Exercise aim
Give the lines of the items as a numbered list, from the first line of the items through the line that contains "x=96, y=514", both included. Skip blank lines and leave the pictures out of the answer.

Dataset extract
--- Begin ---

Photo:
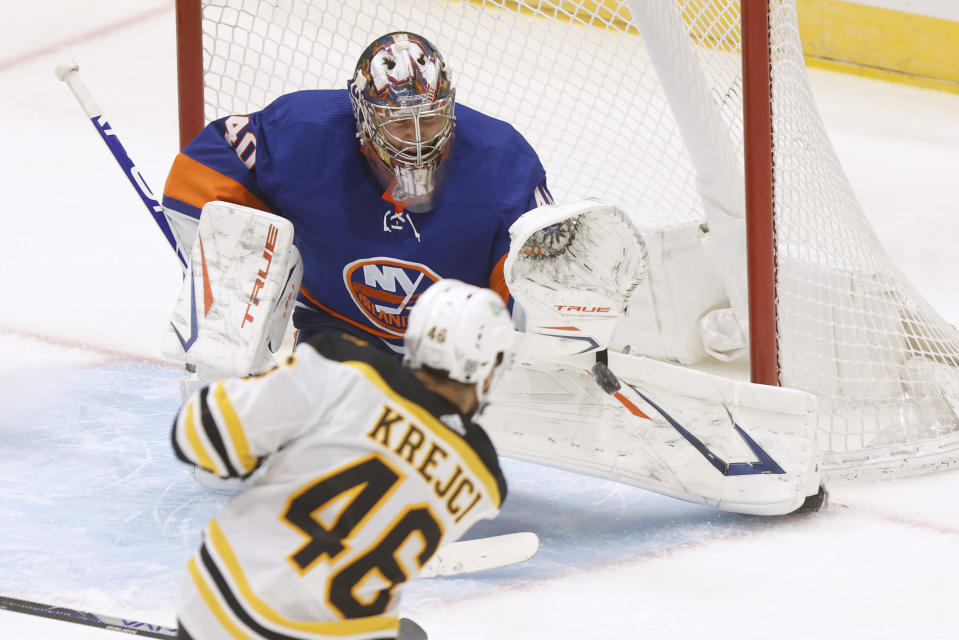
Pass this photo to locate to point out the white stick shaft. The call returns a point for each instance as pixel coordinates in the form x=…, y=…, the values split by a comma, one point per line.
x=69, y=73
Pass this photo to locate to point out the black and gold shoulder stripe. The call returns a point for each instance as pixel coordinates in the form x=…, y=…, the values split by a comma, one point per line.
x=213, y=438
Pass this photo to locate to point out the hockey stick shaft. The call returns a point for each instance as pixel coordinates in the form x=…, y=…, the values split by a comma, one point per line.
x=87, y=618
x=69, y=72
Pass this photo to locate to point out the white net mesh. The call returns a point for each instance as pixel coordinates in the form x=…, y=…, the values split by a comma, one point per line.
x=577, y=79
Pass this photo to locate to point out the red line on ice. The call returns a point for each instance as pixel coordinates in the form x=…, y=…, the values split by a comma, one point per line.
x=83, y=37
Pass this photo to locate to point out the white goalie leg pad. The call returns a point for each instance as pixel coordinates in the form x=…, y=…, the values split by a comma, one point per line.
x=735, y=446
x=572, y=268
x=237, y=295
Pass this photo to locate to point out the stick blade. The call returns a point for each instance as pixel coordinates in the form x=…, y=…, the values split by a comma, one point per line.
x=483, y=553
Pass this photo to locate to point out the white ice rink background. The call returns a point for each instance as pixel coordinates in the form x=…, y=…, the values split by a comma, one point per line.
x=96, y=514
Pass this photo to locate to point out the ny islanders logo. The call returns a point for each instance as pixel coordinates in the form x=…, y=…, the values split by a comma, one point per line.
x=385, y=289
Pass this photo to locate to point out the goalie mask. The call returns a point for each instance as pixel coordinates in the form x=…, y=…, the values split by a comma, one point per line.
x=463, y=330
x=403, y=100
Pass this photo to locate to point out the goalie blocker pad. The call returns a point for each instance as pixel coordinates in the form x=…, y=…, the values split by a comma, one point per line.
x=238, y=292
x=695, y=436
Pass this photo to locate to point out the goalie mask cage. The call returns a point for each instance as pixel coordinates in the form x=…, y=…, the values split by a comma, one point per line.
x=641, y=103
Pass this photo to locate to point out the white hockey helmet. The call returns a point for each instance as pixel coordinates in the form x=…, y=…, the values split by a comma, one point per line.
x=463, y=330
x=403, y=102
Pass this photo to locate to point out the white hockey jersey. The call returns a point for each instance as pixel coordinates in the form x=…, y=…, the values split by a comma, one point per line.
x=367, y=473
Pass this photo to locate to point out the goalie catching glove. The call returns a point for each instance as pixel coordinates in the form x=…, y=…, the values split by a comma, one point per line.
x=573, y=268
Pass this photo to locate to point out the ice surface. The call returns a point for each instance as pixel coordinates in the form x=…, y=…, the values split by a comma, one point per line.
x=95, y=513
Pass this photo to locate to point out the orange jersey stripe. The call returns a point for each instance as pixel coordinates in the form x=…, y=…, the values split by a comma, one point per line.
x=196, y=184
x=370, y=330
x=497, y=280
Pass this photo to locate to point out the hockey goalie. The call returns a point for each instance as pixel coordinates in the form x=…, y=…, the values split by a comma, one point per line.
x=574, y=401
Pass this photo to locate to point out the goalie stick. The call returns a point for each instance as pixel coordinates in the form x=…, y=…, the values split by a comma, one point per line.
x=69, y=72
x=455, y=558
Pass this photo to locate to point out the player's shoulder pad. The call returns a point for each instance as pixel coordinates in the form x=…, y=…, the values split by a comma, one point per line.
x=344, y=347
x=311, y=108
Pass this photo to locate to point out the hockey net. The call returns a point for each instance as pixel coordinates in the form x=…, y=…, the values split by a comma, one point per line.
x=646, y=111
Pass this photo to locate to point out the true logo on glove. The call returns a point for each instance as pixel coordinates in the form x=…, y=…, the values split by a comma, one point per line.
x=268, y=250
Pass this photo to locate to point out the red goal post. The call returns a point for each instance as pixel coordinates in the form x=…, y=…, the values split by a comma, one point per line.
x=676, y=110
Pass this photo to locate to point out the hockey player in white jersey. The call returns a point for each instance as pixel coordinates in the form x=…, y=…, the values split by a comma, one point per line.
x=370, y=466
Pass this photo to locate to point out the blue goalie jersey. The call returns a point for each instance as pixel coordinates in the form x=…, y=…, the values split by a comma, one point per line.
x=366, y=260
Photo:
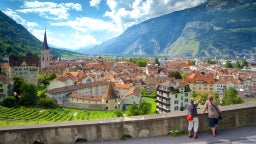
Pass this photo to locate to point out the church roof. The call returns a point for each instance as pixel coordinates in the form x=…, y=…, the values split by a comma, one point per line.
x=110, y=93
x=45, y=45
x=29, y=60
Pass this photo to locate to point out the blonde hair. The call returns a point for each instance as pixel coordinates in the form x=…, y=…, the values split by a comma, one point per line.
x=210, y=98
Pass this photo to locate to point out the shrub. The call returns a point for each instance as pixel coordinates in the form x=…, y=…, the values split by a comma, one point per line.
x=47, y=103
x=10, y=101
x=118, y=113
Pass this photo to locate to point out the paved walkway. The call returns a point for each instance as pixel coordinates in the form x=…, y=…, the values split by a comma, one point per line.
x=244, y=135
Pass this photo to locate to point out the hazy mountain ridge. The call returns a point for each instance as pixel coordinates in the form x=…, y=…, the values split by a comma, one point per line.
x=217, y=27
x=16, y=40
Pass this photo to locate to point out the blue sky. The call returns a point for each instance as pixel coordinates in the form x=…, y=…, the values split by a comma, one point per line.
x=75, y=24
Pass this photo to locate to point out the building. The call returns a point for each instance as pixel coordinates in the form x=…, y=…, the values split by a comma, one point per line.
x=172, y=96
x=201, y=82
x=45, y=54
x=25, y=67
x=6, y=86
x=133, y=96
x=110, y=99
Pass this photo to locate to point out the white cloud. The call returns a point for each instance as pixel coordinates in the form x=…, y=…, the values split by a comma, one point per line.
x=130, y=12
x=86, y=24
x=95, y=3
x=20, y=20
x=50, y=10
x=78, y=40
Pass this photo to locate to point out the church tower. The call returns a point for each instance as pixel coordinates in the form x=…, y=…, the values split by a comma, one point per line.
x=45, y=54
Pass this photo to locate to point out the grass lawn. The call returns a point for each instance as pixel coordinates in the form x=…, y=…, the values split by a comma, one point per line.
x=152, y=102
x=22, y=116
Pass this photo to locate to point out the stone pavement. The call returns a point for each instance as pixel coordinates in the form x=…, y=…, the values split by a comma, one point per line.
x=243, y=135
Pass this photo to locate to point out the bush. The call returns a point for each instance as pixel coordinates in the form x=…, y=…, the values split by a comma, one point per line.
x=47, y=103
x=10, y=101
x=118, y=113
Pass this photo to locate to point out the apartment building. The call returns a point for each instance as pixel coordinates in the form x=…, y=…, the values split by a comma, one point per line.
x=172, y=96
x=26, y=67
x=6, y=86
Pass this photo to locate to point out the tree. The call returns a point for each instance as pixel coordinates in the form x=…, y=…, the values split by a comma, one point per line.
x=143, y=109
x=175, y=74
x=231, y=97
x=244, y=63
x=28, y=95
x=157, y=62
x=46, y=78
x=143, y=92
x=47, y=103
x=9, y=101
x=228, y=64
x=18, y=83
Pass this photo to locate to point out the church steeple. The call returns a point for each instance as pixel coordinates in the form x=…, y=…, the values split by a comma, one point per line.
x=45, y=54
x=45, y=45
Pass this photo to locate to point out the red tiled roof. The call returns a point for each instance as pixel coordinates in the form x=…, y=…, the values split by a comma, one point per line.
x=110, y=93
x=84, y=97
x=133, y=90
x=195, y=77
x=30, y=60
x=121, y=86
x=5, y=79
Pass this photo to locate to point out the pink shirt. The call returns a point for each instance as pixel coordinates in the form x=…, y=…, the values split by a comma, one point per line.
x=212, y=112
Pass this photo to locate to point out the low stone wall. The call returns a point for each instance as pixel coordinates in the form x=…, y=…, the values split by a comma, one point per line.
x=112, y=129
x=83, y=106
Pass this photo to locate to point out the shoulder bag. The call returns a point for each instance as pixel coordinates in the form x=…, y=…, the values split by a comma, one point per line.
x=220, y=118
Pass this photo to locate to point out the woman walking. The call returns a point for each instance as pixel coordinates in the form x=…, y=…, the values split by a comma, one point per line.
x=213, y=113
x=194, y=123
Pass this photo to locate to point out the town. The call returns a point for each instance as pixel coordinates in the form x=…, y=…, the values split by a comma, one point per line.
x=110, y=83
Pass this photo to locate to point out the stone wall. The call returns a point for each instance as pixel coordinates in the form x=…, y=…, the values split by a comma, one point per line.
x=84, y=106
x=112, y=129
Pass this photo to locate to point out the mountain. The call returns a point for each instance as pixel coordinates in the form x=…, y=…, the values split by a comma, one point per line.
x=225, y=28
x=16, y=40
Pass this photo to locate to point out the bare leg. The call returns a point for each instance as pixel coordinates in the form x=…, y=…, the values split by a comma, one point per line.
x=213, y=131
x=189, y=133
x=195, y=134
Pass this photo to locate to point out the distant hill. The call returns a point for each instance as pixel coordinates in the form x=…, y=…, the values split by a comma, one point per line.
x=16, y=40
x=222, y=28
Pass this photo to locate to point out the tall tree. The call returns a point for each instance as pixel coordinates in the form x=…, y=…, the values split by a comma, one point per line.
x=28, y=95
x=228, y=64
x=237, y=65
x=231, y=97
x=244, y=63
x=157, y=61
x=18, y=82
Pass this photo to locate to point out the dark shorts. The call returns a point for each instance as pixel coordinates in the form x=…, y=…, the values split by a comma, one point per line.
x=213, y=122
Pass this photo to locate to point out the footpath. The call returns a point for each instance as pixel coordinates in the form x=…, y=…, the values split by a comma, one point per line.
x=243, y=135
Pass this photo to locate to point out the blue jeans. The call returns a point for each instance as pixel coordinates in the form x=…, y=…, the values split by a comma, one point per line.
x=213, y=122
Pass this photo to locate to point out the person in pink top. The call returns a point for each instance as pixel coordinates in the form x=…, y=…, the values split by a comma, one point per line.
x=213, y=113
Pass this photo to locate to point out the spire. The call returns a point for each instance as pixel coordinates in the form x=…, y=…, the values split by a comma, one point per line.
x=45, y=45
x=110, y=93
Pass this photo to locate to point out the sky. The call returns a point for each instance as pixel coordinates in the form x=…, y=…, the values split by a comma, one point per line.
x=75, y=24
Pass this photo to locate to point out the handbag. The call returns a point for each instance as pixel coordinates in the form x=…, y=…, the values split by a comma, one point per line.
x=189, y=117
x=220, y=118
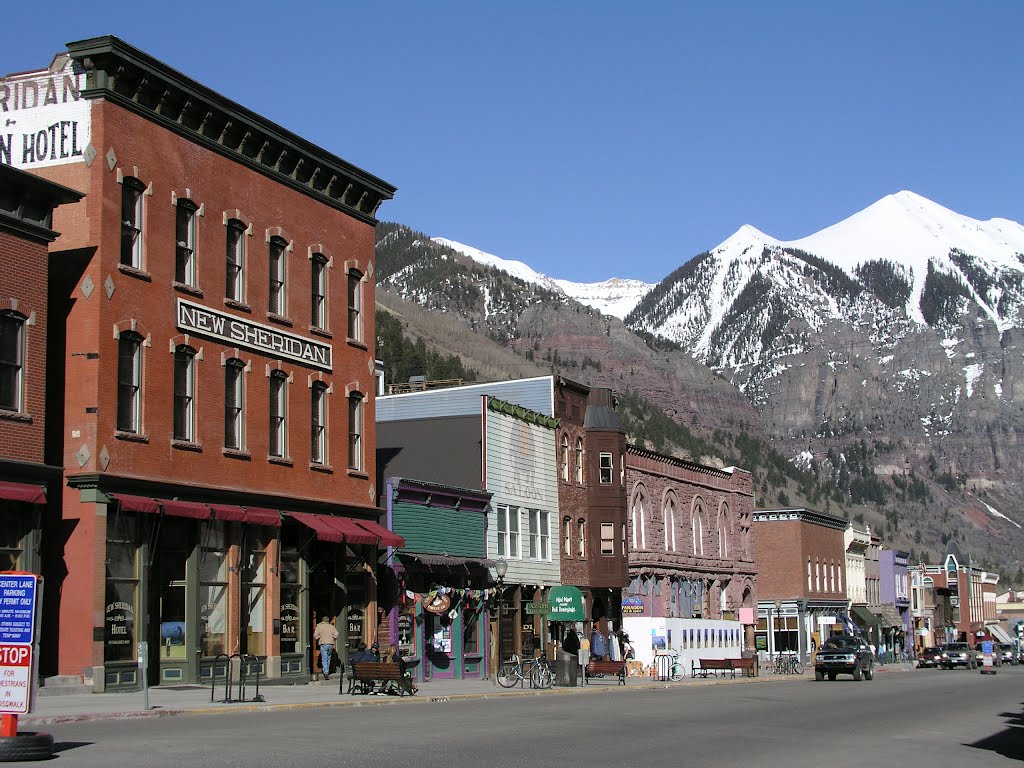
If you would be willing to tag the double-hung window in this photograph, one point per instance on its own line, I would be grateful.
(540, 535)
(11, 360)
(184, 393)
(508, 530)
(354, 305)
(279, 272)
(355, 431)
(132, 192)
(184, 242)
(279, 414)
(317, 419)
(236, 261)
(129, 382)
(318, 291)
(233, 404)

--- End ---

Correct answer
1. Photo:
2. Pass this photo to locate to point out the white stick shaft. The call returns a point for each instance as pixel coordinates in the form x=…, y=…, the values split by a comma, one point per line.
3. x=69, y=73
4. Pass this photo to locate to point out the black and gold shoulder stripe. The call returns a point for each instance as pixel coordinates in the form x=…, y=…, the values split by a comma, one point per line.
5. x=213, y=438
6. Pass this photo to locate to point out the hockey stick shaft. The call returns a point for each instance as pixel coordinates in the form x=…, y=…, the values split by a comma, one point per line.
7. x=87, y=618
8. x=69, y=72
9. Pass this photo to locate to point out the white net mesh. The call returns a point for each instance as pixel coordinates in the form x=…, y=…, the values split by a comma, one point per line.
10. x=577, y=79
11. Pass this photo to locate to point out the red line on ice. The call returns a point for each instance as pixel coordinates in the form x=…, y=…, the values split by a comma, one point per line.
12. x=83, y=37
13. Pass this photo to locate to point out the white goalie leg pad. The call returns a point for each instance as pixel coordinates in the form x=…, y=…, the values split by a comma, one point per line.
14. x=735, y=446
15. x=572, y=268
16. x=237, y=295
17. Pass this photo to locate to point out the stick blade. The call returns a point for each instance as pixel coordinates in the form x=…, y=…, the values split by a comma, one point per line.
18. x=483, y=553
19. Pass this photo to locate to point out the white ice rink background. The call returns a point for each instance as pixel coordinates in the form x=…, y=…, the values split by a comma, one point per line.
20. x=96, y=514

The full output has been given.